━━ SUPPLIED RECORDS
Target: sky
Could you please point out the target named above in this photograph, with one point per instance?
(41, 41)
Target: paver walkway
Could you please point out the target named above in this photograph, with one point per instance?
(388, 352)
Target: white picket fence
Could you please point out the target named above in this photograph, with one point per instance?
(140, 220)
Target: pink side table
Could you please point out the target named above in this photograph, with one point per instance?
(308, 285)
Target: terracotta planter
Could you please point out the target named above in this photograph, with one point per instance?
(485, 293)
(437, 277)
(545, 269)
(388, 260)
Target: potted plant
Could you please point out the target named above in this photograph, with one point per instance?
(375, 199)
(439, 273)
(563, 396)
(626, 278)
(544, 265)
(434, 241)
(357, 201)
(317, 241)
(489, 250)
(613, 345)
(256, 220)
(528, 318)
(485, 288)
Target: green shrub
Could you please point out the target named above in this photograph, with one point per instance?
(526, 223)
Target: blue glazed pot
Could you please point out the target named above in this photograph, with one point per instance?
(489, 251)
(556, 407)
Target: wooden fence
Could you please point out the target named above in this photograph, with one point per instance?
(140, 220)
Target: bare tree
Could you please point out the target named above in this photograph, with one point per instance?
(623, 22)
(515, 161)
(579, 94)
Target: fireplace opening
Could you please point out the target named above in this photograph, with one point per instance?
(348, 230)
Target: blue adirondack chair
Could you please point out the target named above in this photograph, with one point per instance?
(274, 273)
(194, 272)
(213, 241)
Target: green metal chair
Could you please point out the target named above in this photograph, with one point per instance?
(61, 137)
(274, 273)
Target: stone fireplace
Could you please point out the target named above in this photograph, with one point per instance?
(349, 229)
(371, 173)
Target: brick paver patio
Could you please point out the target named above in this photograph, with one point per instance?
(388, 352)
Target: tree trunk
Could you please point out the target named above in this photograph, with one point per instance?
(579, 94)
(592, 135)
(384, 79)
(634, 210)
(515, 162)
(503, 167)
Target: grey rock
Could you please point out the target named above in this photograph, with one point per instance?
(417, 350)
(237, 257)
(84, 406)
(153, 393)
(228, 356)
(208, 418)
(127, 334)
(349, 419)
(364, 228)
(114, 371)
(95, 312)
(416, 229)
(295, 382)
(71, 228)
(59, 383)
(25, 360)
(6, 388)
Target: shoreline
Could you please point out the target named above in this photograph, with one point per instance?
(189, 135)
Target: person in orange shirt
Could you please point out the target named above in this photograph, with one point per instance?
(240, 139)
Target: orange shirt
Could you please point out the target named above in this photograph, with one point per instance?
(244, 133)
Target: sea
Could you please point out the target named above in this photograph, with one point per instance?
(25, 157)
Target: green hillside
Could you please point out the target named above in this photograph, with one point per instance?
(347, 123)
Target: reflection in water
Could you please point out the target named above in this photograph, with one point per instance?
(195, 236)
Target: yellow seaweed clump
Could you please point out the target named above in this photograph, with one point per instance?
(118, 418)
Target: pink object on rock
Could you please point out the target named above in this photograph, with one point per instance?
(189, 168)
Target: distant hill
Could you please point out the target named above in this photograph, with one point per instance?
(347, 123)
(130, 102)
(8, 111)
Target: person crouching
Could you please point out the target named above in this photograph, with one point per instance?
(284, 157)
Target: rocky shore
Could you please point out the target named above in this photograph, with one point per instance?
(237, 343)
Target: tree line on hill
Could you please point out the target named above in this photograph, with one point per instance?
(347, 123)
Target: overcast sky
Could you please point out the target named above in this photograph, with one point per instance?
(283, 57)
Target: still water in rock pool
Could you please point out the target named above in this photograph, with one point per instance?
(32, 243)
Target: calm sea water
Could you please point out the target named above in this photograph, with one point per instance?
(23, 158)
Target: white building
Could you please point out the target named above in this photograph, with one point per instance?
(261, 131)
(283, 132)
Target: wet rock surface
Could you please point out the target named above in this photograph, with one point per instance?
━━━━
Write the data out again in full and exactly.

Target: sky
Could you please point out the target named above in this photograph, with one point per instance?
(41, 41)
Target: paver walkway
Could you please point out the target named above in this photograph, with one point per instance?
(388, 352)
Target: white picket fence
Could you please point out the target named above in this photograph, with one point per instance?
(140, 220)
Target: pink side table
Could you please point out the target named above in this photograph, with one point per instance?
(308, 285)
Target: terracotta planter
Could you please point out the target named above in this photograph, with one point per instance?
(485, 293)
(437, 277)
(545, 269)
(388, 260)
Target: potted plant
Could you please point out the target named above in this photograph, with one point per instance?
(375, 199)
(439, 273)
(563, 396)
(626, 278)
(544, 265)
(434, 241)
(357, 201)
(317, 241)
(489, 250)
(613, 345)
(256, 220)
(528, 318)
(485, 288)
Target: green shrub
Could you please point out the target named above in this photograph, with one point per instance?
(526, 223)
Target: blue glazed pot
Could you please point out the target named above in this photograph, with one point per instance?
(489, 251)
(556, 407)
Target: wooden fence
Could you please point out the target named above in this photograph, with one point per instance?
(140, 220)
Target: bare tree
Could you please point out the target named above in this photograph, with one point per instance?
(623, 22)
(515, 161)
(579, 94)
Target: fireplace opening
Could you please point out the target named above in this photograph, with one point per instance?
(348, 230)
Target: blue adirondack chair
Could you please point out the target named above in this photograph, with one point per instance?
(274, 273)
(194, 272)
(213, 241)
Target: green metal chair
Could you please point out the target named above in this photograph, with one point per instance?
(61, 137)
(274, 273)
Target: stone fireplace
Could you please point out the target named above in this photograph, with one point per instance?
(349, 229)
(371, 173)
Target: brick paver patio
Could you please point out the target named above in this photograph, with one point per instance?
(388, 352)
Target: tree trunk
Could you please point out the target named above in this photograph, with one point per instance?
(579, 94)
(592, 135)
(384, 79)
(634, 210)
(515, 162)
(503, 167)
Target: grey rock
Could you please point out the target named above in this photograph, with one point per instance?
(417, 350)
(237, 257)
(84, 406)
(153, 393)
(228, 356)
(208, 418)
(127, 334)
(349, 419)
(364, 228)
(114, 371)
(95, 312)
(416, 229)
(295, 382)
(71, 228)
(59, 383)
(25, 360)
(6, 388)
Target: shoreline
Could you please point out the target named above in this photograph, with one point per instance?
(189, 135)
Target: person in orange shirt
Could you please point out the target named above in this photograph, with one point per instance?
(240, 139)
Target: orange shirt
Could you please point out the target named above in this photograph, with one point per instance?
(244, 133)
Target: sea
Could you please point out the target named above in this photograph, with one point per instance?
(25, 157)
Target: green hillside
Could you please point out the target named above in this photograph, with one point per instance?
(347, 123)
Target: reflection in water
Could you please point out the target named above in this photograph, with one point per instance?
(195, 236)
Target: yellow seaweed clump
Could you please point out the target named above in this photograph, with one point per instance?
(118, 418)
Target: pink object on rock
Could you please point out the target named above in this photograph, with one point per instance?
(189, 168)
Target: distant hill
Could you please point out the target named above in this photograph, with one point per instance?
(347, 123)
(130, 102)
(8, 111)
Target: person crouching
Could you please point out the target named above in this photograph, with one point per instance?
(284, 157)
Target: rocky shore
Could you please point out the target named above in this photograph, with one point per instance?
(237, 343)
Target: tree line on hill
Could you please point out the target named above in this photograph, with one point per instance?
(347, 123)
Target: overcast sky
Could you please point out the target named above in this photograph, with one point per instance?
(283, 57)
Target: still water in rock pool
Could you please point out the target named above in this photograph, with one point per instance?
(32, 243)
Target: calm sea water
Could you please point out the target named above in this photograph, with one point per instance?
(23, 158)
Target: white building
Could you please point out the target named above in this photograph, with one point per instance?
(261, 131)
(283, 132)
Target: wet rock surface
Could you please point out the target named above in this photograph, with one point per instance?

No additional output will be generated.